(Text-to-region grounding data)
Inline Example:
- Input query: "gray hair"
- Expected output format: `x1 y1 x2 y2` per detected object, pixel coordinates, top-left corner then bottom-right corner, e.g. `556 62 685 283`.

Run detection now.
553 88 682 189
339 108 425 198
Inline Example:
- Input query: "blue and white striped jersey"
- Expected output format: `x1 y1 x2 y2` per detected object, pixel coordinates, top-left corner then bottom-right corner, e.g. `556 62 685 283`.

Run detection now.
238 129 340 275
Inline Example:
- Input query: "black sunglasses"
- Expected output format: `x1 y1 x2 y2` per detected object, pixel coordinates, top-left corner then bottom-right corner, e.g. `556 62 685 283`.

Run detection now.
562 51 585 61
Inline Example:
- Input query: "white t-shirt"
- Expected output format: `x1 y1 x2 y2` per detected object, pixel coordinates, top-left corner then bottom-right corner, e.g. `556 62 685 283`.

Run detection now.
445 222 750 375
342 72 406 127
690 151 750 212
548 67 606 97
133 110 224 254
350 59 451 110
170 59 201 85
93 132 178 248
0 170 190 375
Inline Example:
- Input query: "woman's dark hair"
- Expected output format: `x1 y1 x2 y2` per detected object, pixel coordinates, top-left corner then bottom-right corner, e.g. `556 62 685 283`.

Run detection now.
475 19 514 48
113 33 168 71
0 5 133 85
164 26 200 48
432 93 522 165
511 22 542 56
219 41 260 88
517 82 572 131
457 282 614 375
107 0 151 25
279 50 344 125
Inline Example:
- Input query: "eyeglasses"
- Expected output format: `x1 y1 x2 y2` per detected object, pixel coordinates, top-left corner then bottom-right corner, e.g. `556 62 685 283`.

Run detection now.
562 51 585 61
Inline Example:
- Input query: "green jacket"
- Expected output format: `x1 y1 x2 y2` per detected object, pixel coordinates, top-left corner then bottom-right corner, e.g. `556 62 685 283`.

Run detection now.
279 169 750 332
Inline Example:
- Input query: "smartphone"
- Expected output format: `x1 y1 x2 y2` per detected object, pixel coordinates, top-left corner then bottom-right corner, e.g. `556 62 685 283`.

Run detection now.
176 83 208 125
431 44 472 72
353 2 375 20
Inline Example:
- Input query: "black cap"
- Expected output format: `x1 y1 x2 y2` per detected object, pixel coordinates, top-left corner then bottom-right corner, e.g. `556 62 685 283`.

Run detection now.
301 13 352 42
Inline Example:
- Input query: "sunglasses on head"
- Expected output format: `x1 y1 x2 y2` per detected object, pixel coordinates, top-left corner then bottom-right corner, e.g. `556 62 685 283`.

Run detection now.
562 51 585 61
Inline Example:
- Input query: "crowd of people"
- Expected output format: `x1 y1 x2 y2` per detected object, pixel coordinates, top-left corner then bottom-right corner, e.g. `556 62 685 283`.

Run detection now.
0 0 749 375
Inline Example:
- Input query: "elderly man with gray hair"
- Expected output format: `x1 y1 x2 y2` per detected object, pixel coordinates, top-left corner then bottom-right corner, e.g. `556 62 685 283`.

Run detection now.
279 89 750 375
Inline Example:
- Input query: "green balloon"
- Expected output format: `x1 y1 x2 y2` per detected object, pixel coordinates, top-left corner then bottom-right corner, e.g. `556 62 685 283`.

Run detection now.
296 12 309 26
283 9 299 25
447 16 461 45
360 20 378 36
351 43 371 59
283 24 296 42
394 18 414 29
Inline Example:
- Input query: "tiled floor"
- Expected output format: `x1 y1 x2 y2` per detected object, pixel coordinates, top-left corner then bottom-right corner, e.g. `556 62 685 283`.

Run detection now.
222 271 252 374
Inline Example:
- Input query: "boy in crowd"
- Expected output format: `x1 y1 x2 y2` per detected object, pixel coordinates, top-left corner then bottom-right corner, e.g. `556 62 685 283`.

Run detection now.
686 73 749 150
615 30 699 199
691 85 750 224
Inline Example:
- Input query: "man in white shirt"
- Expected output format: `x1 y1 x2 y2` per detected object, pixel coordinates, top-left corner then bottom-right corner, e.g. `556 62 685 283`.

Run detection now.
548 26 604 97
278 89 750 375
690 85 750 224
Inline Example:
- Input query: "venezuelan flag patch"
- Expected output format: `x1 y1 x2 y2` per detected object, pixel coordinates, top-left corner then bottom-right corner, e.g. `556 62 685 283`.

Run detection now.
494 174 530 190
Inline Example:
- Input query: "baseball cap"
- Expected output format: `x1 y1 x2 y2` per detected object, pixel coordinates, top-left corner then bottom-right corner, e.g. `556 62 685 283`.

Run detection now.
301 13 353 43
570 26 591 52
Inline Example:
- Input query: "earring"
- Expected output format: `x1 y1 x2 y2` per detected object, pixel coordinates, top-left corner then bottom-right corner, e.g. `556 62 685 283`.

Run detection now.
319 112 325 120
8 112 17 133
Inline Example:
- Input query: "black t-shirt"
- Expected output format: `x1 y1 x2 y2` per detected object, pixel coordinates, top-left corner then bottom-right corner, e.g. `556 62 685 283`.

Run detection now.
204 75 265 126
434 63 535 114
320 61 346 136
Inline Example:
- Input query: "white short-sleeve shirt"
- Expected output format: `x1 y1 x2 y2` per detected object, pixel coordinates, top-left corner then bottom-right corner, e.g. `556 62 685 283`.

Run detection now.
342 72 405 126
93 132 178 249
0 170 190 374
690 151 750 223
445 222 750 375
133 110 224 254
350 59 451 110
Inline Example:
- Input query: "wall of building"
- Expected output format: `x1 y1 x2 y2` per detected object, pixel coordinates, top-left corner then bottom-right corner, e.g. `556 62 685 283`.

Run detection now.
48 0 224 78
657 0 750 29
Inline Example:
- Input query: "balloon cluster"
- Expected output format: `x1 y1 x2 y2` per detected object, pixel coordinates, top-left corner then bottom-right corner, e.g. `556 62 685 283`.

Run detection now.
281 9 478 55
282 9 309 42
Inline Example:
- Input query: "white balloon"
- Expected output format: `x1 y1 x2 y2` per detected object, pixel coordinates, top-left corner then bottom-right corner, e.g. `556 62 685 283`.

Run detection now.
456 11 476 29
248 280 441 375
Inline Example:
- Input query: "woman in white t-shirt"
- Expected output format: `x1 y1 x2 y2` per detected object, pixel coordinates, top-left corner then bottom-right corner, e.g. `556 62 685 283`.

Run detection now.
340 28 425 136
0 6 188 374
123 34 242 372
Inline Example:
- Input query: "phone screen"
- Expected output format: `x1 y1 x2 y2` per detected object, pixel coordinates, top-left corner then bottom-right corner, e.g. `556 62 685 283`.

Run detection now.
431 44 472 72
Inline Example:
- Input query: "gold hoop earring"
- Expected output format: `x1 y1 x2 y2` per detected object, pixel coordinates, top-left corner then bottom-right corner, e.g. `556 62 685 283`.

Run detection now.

■ To do ■
Each line holding "balloon" in the records should be copied out.

■ Solution to this problem ■
- Input query: "green balloon"
- Input query: "balloon cluster"
- Input query: "white balloon"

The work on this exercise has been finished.